PASSAGE
-- Opening Marker --
The screening of TB patients with an unknown history of DM showed a case detection rate of 2.09%, yielding approximately a 15% increase in the prevalence of DM. The case detection rate was significantly higher among the female gender, those aged ≥ 40 years and those with PTB. In this study, in order to detect a new case of DM among TB patients, we needed to screen 48 patients. The NNS in the current study ranged between 27 (for patients aged ≥ 40 years) and 483 (for TB patients younger than 30 years). This finding is much higher than what was reported in other studies in India, Ethiopia, Sri Lanka, Kenya, Peru, Nigeria and China.8,10,12,14,17–19. This difference might be attributable to the prevalence of DM in the general population of each country, age composition differences and the methods used for DM diagnosis.
-- Closing Marker --
CHECK YOUR UNDERSTANDING
• A. Using the passage, decide whether each statement agrees with it. Give yes or no for each, and quote the words that decide it. (i) Screening found a case detection rate of 2.09%. (ii) The case detection rate was significantly higher among men. (iii) For TB patients younger than 30 years, the number needed to screen was 27.
• B. List every country the passage names as a place where other studies were reported.
The lines that follow the passage come from a separate source.

Collected data entries
-- Opening Marker --
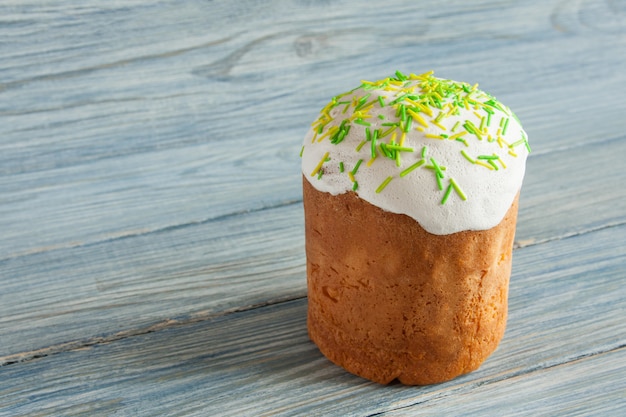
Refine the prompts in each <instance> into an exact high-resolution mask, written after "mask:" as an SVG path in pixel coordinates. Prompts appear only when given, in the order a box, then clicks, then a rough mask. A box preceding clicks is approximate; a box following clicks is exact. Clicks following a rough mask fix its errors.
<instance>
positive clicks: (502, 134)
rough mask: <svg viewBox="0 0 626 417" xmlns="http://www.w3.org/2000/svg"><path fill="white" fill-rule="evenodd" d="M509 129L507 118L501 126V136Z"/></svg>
mask: <svg viewBox="0 0 626 417" xmlns="http://www.w3.org/2000/svg"><path fill="white" fill-rule="evenodd" d="M507 127H509V118H508V117H507V118H506V120H505V121H504V126H502V135H503V136H504V135H506V128H507Z"/></svg>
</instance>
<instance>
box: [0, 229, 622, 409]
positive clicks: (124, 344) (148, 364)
mask: <svg viewBox="0 0 626 417" xmlns="http://www.w3.org/2000/svg"><path fill="white" fill-rule="evenodd" d="M625 237H626V226H619V227H611V228H606V229H603V230H599V231H595V232H590V233H587V234H585V235H579V236H574V237H570V238H567V239H560V240H555V241H551V242H547V243H544V244H541V245H533V246H527V247H524V248H520V249H519V250H518V251H517V252H516V258H515V262H516V264H517V268H516V269H515V271H516V273H515V274H514V276H513V278H512V281H511V290H510V315H509V322H508V330H507V332H506V334H505V337H504V339H503V340H502V342H501V345H500V347H499V348H498V350H497V351H496V352H495V353H494V354H493V355H492V356H491V357H490V358H489V359H488V360H487V362H485V364H484V365H483V366H482V367H481V368H480V369H479V370H478V371H476V372H474V373H471V374H469V375H465V376H462V377H460V378H457V379H455V380H453V381H450V382H447V383H444V384H439V385H434V386H429V387H405V386H400V385H390V386H379V385H377V384H375V383H371V382H368V381H365V380H363V379H361V378H358V377H356V376H352V375H350V374H348V373H346V372H344V371H342V370H341V369H340V368H338V367H336V366H334V365H332V364H331V363H330V362H328V361H327V360H326V359H324V358H323V357H322V356H321V354H320V353H319V352H318V351H317V349H316V348H315V347H314V345H312V343H310V342H309V341H308V338H307V335H306V300H305V299H299V300H295V301H291V302H285V303H278V304H273V305H270V306H266V307H261V308H258V309H252V310H246V311H243V312H238V313H232V314H226V315H222V316H219V317H213V318H211V319H209V320H204V321H200V322H197V323H191V324H187V325H172V326H169V327H166V328H163V329H161V330H160V331H156V332H151V333H146V334H143V335H137V336H134V337H127V338H123V339H120V340H117V341H115V343H102V344H94V345H92V346H88V347H84V348H81V349H75V350H69V351H63V352H59V353H57V354H53V355H50V356H48V357H43V358H39V359H34V360H30V361H27V362H23V363H19V364H13V365H6V366H4V367H0V379H2V380H3V381H4V383H3V384H2V385H1V386H0V404H2V407H3V408H0V410H2V411H4V412H5V413H10V414H11V415H25V414H29V413H34V412H37V413H39V415H54V414H56V415H58V414H62V413H65V414H71V413H78V412H84V411H85V410H88V409H91V410H96V411H97V412H100V413H102V414H104V413H114V412H118V413H132V414H134V415H151V414H155V413H158V414H161V415H162V414H167V415H203V414H205V415H206V413H212V414H213V415H215V414H216V413H217V414H219V415H269V414H272V415H298V414H300V415H311V413H313V414H322V415H347V416H350V415H371V414H374V413H378V412H385V411H393V410H399V411H398V412H400V410H405V411H406V410H408V409H407V407H411V411H419V410H421V409H422V408H424V409H426V410H434V411H433V412H436V411H437V410H439V411H443V410H447V411H450V410H452V409H454V410H457V411H458V410H461V411H462V409H459V408H458V407H459V406H460V405H459V404H464V406H466V407H467V409H468V410H469V412H473V411H476V412H479V411H481V407H485V406H487V410H490V409H491V408H493V410H495V411H501V410H505V409H507V408H506V407H509V408H508V409H507V410H512V411H516V410H517V411H518V412H520V413H521V412H523V411H524V410H529V411H531V412H536V413H538V414H541V413H548V412H551V411H553V410H555V409H557V408H558V407H561V408H560V410H572V411H576V410H578V411H580V412H584V413H585V414H593V413H594V412H601V411H603V412H604V411H615V410H616V408H620V407H622V406H623V400H624V397H623V396H621V394H622V392H623V389H622V388H623V386H624V385H623V384H624V370H625V368H624V361H623V358H624V348H625V347H626V323H625V322H624V320H623V317H624V312H625V311H626V291H624V288H626V287H625V285H624V284H626V273H625V272H626V264H625V263H624V262H623V261H624V256H625V253H624V250H625V249H624V248H623V247H620V246H617V245H615V242H616V241H623V239H624V238H625ZM564 254H567V256H564ZM553 376H561V377H563V379H562V380H555V379H554V377H553ZM33 381H37V383H36V384H33V383H32V382H33ZM590 381H591V382H594V383H596V384H598V385H595V386H594V387H593V388H592V393H593V395H594V398H593V400H591V401H590V400H589V398H588V397H587V396H586V395H576V393H578V392H582V390H583V388H584V389H588V388H590V387H589V382H590ZM500 387H502V388H501V389H500ZM542 388H543V389H542ZM568 388H570V389H571V390H572V391H571V392H570V393H569V394H568V393H567V389H568ZM516 390H517V392H515V395H513V396H506V394H507V393H510V392H514V391H516ZM538 392H541V399H542V401H536V400H537V398H535V397H532V396H533V395H535V394H536V393H538ZM494 393H497V394H494ZM492 394H493V395H492ZM485 398H491V402H488V403H487V404H485V402H484V401H485ZM620 401H621V402H620ZM454 407H456V408H454ZM596 407H599V408H596ZM520 410H521V411H520ZM581 410H582V411H581Z"/></svg>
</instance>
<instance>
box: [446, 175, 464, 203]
mask: <svg viewBox="0 0 626 417" xmlns="http://www.w3.org/2000/svg"><path fill="white" fill-rule="evenodd" d="M450 184H451V185H452V187H454V191H456V193H457V194H458V195H459V197H461V200H463V201H465V200H467V196H466V195H465V193H464V192H463V190H461V187H459V184H457V183H456V181H454V178H450Z"/></svg>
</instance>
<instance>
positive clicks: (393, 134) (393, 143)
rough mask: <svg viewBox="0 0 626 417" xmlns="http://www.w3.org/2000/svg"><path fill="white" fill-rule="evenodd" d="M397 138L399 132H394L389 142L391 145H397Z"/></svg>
mask: <svg viewBox="0 0 626 417" xmlns="http://www.w3.org/2000/svg"><path fill="white" fill-rule="evenodd" d="M397 137H398V132H393V135H391V140H390V141H389V143H390V144H395V142H396V138H397Z"/></svg>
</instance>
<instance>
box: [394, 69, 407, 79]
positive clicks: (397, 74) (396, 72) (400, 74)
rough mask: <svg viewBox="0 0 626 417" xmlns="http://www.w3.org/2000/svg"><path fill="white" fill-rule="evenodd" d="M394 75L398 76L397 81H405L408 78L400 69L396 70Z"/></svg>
mask: <svg viewBox="0 0 626 417" xmlns="http://www.w3.org/2000/svg"><path fill="white" fill-rule="evenodd" d="M396 77H397V78H398V80H399V81H406V80H407V79H408V77H407V76H406V75H404V74H403V73H401V72H400V71H396Z"/></svg>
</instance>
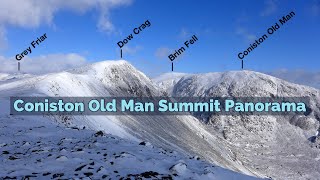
-- Closing Marker --
TASK-BY-TASK SOLUTIONS
• A.
(i) Yes: "showed a case detection rate of 2.09%"
(ii) No: "significantly higher among the female gender"
(iii) No: "483 (for TB patients younger than 30 years)"

• B. India, Ethiopia, Sri Lanka, Kenya, Peru, Nigeria, China